- Required work
Please change "pine tree" to "fir tree" in the listing from the line with "Can you spot the steep" up to and including the line with "[[68, 83], [2, 133], [21, 116]]". Return only those lines, with nothing else altered.

- Extracted entries

— Begin —

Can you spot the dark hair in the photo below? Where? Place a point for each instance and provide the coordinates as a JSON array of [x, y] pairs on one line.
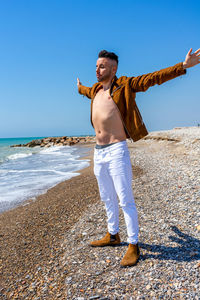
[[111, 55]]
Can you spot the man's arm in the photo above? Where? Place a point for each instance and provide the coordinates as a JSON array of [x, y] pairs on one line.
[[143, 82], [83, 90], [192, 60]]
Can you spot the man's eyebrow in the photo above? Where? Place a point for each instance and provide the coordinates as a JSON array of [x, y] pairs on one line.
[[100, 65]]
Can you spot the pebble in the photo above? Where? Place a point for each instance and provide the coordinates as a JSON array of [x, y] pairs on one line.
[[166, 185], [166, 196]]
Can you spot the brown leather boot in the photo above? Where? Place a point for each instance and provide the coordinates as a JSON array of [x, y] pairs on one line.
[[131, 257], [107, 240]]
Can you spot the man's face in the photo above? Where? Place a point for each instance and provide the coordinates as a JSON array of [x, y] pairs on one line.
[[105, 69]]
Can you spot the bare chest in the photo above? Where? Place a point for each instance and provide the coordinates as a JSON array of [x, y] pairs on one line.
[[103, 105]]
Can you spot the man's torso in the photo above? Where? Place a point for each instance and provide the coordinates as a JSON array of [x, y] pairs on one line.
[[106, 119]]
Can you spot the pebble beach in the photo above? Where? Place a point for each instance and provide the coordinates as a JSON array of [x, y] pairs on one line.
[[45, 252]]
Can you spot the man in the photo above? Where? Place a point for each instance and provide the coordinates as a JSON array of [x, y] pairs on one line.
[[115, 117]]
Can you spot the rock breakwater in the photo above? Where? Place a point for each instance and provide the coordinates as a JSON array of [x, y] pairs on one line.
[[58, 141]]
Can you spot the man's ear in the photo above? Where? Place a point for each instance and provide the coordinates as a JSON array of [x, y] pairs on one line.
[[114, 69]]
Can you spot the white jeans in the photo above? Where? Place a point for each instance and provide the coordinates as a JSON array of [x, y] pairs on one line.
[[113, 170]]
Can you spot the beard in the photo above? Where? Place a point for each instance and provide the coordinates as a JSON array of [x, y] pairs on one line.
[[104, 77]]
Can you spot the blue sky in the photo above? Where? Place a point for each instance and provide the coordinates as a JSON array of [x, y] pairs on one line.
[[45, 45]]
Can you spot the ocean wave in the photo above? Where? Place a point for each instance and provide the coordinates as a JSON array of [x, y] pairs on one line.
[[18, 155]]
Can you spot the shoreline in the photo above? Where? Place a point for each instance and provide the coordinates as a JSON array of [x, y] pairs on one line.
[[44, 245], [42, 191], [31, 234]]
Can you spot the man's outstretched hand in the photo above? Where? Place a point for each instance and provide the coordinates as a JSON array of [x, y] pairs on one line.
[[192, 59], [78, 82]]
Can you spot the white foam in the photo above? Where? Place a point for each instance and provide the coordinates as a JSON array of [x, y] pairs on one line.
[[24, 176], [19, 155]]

— End —
— Begin —

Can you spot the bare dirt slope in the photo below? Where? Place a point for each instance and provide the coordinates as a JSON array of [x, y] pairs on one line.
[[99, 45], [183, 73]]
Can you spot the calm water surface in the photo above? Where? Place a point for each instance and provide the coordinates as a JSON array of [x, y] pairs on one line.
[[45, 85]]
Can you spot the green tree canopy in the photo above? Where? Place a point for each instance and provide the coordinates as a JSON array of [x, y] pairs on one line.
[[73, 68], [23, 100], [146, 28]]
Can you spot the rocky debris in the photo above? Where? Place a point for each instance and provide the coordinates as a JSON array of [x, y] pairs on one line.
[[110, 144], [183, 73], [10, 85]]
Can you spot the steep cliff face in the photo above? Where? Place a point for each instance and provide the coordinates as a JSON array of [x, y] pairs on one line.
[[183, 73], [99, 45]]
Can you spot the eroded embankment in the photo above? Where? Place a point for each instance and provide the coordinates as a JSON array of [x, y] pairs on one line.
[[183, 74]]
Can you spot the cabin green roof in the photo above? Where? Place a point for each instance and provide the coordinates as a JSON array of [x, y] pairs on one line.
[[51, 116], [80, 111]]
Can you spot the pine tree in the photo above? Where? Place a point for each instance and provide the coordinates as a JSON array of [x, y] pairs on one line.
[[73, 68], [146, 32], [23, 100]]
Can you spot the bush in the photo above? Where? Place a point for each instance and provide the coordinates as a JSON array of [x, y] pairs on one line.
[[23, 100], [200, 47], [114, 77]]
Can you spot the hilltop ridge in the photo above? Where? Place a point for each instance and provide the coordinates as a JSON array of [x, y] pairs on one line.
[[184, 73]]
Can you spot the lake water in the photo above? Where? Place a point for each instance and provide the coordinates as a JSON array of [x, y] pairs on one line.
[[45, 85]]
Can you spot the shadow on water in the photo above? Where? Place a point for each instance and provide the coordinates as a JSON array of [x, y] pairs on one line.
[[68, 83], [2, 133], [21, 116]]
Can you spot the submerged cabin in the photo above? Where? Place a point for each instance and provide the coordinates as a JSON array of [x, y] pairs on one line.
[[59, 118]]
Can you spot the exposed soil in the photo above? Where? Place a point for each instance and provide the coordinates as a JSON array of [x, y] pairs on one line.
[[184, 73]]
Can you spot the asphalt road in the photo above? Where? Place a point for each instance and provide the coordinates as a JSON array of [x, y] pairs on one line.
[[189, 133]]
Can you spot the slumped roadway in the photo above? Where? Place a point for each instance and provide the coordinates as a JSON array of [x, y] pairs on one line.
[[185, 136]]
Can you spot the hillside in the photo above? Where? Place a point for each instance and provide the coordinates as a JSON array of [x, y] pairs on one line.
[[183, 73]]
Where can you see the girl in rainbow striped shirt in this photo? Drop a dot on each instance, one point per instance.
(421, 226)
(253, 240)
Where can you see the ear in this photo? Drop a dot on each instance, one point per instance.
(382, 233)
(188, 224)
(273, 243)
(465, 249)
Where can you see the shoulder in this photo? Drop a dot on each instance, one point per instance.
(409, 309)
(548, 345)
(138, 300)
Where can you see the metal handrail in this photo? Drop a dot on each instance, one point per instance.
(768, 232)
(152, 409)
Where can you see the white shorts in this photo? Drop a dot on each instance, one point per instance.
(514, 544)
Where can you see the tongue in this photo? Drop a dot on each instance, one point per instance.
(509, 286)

— End —

- Answer below
Can you spot the steep cliff face in the photo above? Where? Place a point for each instance and provide the coordinates as a JSON array of [x, y] pairs on one line.
[[183, 73], [99, 45]]
Can you spot the eroded embankment in the photo above? Where? Place a point for each instance and provide the coordinates as a JSON array of [x, y] pairs on one line.
[[183, 74]]
Can you spot the cabin green roof in the photo above? Where? Place a point for each instance and provide the coordinates as a JSON array of [x, y] pairs on one line.
[[51, 116], [80, 111]]
Can you spot the fir tree in the photo above? Where? Place a point for each instance and provide the coordinates as a JSON array of [x, y] pairs on one line.
[[73, 68], [146, 32], [23, 100]]
Can you spot the bush in the photo above? Where? Place a point for each instance and provide the coordinates as a JSON array of [x, y] pairs on one line.
[[23, 100], [200, 47], [114, 77]]
Can you spot the hilltop ridge in the photo above? Where? Place a point for each instance and provide the coordinates as a JSON array of [x, y] pairs on one line.
[[184, 73]]
Can you spot the lake water in the photo above? Where? Place a point for each instance and provide the coordinates as a JSON array of [x, y] pairs on one line.
[[45, 85]]
Can you spot the shadow on water in the photo above? Where? Place a point for each instance and provide the coordinates as a JSON array of [x, y] pairs on one line.
[[68, 83], [2, 133], [21, 116]]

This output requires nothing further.